The rule of life I established many years ago was biblical, aligned with the church’s teachings, and a variation of rules that Christians have used for ages. The problem with my rule was that I didn’t follow it. I had it on my computer. Sometimes I carried it in my briefcase. Occasionally, I would look at it. Over time, I looked at it less and less because it was convicting to be reminded how far off from reality the rule was. I wasn’t really doing anything different from what I had been doing before I made a rule of life.

Personal rules of life are appealing in our society because we are very individualistic, and it seems to us that people should choose their own way of living. This overlooks the community aspect of any rule of life. When early monastics developed their rules, those rules were not personal. Pachomius, who wrote the first rule, lived in a community governed by it. Saint Augustine, who founded the Augustinian rule, lived in a community with about eight others who followed it. Saint Benedict, who led an order, initially started with a small group of people who held each other accountable and genuinely followed that rule of life. The same is true for every monastic rule throughout history. They were fundamentally communal rules.

If unconscious rules are impossible to follow, then strictly personal rules are impossible too. The reason is simple: I decide what the rule is and can change it whenever I want. In other words, I don’t really need to change or grow because of my rule. There is no accountability or community support for my growth and maturity in Christ. A better option for Christians is to join with others who are trying to follow a common rule.

__GIVEN INSTRUCTION__:
Copy out the whole passage on following a rule of life word for word, with nothing changed.

__DATA EXTRACT__:
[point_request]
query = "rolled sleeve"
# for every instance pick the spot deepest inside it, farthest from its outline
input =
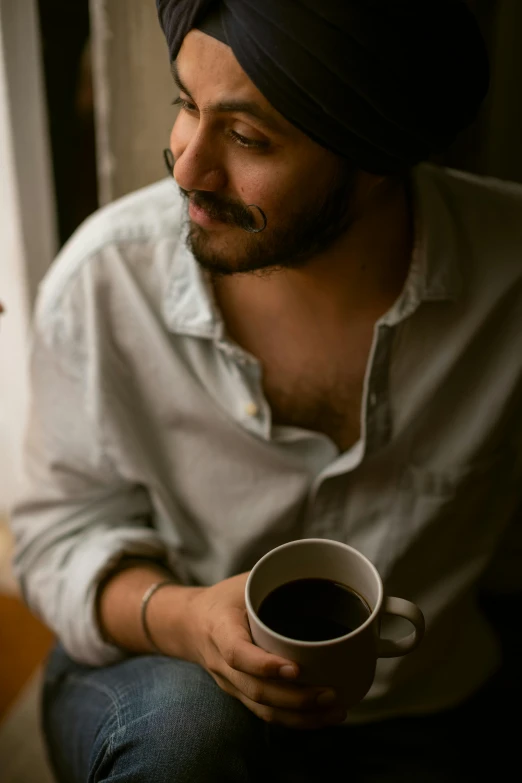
(75, 516)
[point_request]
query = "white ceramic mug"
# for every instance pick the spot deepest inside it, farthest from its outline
(346, 663)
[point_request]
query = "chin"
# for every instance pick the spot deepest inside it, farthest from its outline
(225, 254)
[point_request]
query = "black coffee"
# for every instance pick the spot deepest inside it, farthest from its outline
(313, 610)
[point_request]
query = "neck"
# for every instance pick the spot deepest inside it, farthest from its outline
(363, 273)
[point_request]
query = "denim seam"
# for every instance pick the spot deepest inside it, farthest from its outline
(102, 689)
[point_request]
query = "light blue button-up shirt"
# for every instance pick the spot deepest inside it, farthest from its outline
(149, 432)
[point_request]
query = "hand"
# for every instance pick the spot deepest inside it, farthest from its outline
(222, 644)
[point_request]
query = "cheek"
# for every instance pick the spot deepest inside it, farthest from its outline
(267, 185)
(181, 134)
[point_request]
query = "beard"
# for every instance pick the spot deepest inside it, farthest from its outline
(304, 233)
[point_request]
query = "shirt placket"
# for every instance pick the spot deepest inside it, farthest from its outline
(327, 500)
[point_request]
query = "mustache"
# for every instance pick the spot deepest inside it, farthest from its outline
(226, 210)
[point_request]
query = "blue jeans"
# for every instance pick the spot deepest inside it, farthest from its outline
(153, 719)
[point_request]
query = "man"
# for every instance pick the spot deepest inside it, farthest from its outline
(326, 347)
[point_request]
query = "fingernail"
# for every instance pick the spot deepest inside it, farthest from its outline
(290, 672)
(326, 697)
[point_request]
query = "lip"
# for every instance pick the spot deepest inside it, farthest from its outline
(202, 218)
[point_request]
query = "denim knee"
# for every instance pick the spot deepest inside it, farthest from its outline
(178, 726)
(152, 719)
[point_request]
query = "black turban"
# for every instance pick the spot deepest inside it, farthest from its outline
(385, 83)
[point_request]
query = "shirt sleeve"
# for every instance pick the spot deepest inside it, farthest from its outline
(75, 516)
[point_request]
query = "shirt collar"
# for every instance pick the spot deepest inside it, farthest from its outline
(189, 306)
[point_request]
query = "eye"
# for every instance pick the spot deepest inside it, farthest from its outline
(185, 105)
(243, 141)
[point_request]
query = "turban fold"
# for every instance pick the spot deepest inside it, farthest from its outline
(385, 83)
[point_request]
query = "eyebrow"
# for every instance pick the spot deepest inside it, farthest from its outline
(223, 107)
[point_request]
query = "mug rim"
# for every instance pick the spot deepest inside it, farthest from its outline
(325, 642)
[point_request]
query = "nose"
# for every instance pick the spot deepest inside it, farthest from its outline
(196, 160)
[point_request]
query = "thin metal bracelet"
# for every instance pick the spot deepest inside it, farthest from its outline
(144, 604)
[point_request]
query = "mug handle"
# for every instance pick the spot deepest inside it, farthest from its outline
(388, 648)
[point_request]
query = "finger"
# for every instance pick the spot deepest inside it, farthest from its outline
(293, 719)
(273, 693)
(235, 646)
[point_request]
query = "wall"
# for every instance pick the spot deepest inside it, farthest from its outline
(27, 226)
(134, 91)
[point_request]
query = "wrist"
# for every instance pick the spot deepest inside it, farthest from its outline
(171, 621)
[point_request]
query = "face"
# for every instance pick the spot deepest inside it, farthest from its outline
(233, 150)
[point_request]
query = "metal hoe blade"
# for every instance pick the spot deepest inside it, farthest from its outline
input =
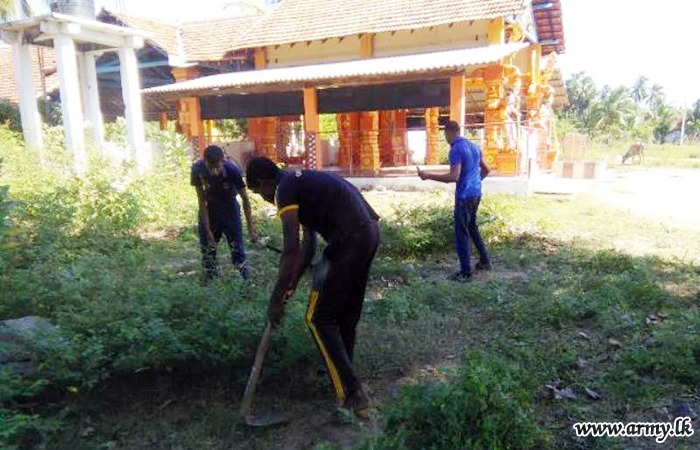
(267, 419)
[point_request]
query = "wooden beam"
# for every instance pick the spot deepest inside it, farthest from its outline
(260, 58)
(367, 46)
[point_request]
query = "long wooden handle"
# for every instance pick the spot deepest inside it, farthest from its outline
(255, 372)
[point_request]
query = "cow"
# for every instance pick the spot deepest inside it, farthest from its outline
(635, 150)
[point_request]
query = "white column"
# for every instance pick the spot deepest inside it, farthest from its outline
(91, 96)
(133, 108)
(31, 120)
(71, 104)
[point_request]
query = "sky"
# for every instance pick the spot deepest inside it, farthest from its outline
(614, 41)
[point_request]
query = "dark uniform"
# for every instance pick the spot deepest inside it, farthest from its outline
(224, 214)
(334, 208)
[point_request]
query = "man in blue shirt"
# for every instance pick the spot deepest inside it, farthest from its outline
(217, 182)
(467, 169)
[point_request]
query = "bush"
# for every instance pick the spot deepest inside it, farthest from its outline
(483, 406)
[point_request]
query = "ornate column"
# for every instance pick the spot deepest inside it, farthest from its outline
(392, 137)
(369, 143)
(432, 130)
(348, 134)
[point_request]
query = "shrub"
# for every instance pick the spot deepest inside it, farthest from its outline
(484, 405)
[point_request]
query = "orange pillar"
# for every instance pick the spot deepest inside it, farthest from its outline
(457, 102)
(392, 137)
(348, 134)
(312, 126)
(189, 113)
(432, 130)
(369, 143)
(163, 120)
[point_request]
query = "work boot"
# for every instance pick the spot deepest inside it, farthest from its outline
(485, 267)
(460, 277)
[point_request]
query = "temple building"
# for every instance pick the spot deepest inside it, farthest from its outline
(382, 68)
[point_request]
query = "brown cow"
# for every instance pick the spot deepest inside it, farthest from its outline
(635, 150)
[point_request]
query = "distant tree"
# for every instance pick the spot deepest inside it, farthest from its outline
(640, 90)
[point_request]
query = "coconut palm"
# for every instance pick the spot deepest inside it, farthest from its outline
(639, 90)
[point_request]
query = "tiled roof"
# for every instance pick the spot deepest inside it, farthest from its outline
(366, 69)
(8, 84)
(307, 20)
(210, 40)
(213, 40)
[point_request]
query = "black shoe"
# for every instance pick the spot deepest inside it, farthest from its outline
(460, 276)
(482, 267)
(358, 403)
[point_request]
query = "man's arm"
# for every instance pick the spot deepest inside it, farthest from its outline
(248, 214)
(204, 215)
(289, 263)
(450, 177)
(484, 167)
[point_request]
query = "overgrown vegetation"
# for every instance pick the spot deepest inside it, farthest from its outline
(150, 357)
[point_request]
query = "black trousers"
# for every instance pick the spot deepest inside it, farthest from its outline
(335, 305)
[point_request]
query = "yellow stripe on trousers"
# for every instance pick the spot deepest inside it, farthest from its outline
(335, 377)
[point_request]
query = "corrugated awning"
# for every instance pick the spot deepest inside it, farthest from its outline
(335, 73)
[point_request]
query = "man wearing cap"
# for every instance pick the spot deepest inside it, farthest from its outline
(323, 203)
(217, 182)
(467, 169)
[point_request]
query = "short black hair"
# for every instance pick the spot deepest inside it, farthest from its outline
(260, 168)
(213, 154)
(452, 126)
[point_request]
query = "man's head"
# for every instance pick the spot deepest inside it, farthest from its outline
(214, 159)
(451, 131)
(261, 176)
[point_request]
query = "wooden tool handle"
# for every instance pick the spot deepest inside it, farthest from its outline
(255, 372)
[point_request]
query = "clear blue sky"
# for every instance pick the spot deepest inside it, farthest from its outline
(615, 41)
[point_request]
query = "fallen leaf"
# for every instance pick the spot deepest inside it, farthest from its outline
(593, 394)
(614, 342)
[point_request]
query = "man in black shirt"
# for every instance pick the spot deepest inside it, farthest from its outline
(217, 182)
(326, 204)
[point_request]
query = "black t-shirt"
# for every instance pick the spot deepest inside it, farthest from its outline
(327, 203)
(219, 190)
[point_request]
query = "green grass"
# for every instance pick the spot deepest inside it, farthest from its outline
(656, 155)
(581, 297)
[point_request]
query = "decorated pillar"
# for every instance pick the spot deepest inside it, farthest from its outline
(312, 126)
(392, 138)
(432, 130)
(369, 143)
(348, 134)
(189, 113)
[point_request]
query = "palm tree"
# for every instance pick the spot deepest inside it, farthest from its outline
(639, 90)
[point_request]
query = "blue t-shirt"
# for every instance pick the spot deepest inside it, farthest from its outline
(467, 154)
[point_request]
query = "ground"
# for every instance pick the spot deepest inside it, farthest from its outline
(589, 285)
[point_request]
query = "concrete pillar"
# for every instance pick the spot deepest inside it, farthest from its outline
(91, 96)
(71, 105)
(133, 107)
(31, 120)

__CORRECT ANSWER__:
The rule of life I established many years ago was biblical, aligned with the church’s teachings, and a variation of rules that Christians have used for ages. The problem with my rule was that I didn’t follow it. I had it on my computer. Sometimes I carried it in my briefcase. Occasionally, I would look at it. Over time, I looked at it less and less because it was convicting to be reminded how far off from reality the rule was. I wasn’t really doing anything different from what I had been doing before I made a rule of life.

Personal rules of life are appealing in our society because we are very individualistic, and it seems to us that people should choose their own way of living. This overlooks the community aspect of any rule of life. When early monastics developed their rules, those rules were not personal. Pachomius, who wrote the first rule, lived in a community governed by it. Saint Augustine, who founded the Augustinian rule, lived in a community with about eight others who followed it. Saint Benedict, who led an order, initially started with a small group of people who held each other accountable and genuinely followed that rule of life. The same is true for every monastic rule throughout history. They were fundamentally communal rules.

If unconscious rules are impossible to follow, then strictly personal rules are impossible too. The reason is simple: I decide what the rule is and can change it whenever I want. In other words, I don’t really need to change or grow because of my rule. There is no accountability or community support for my growth and maturity in Christ. A better option for Christians is to join with others who are trying to follow a common rule.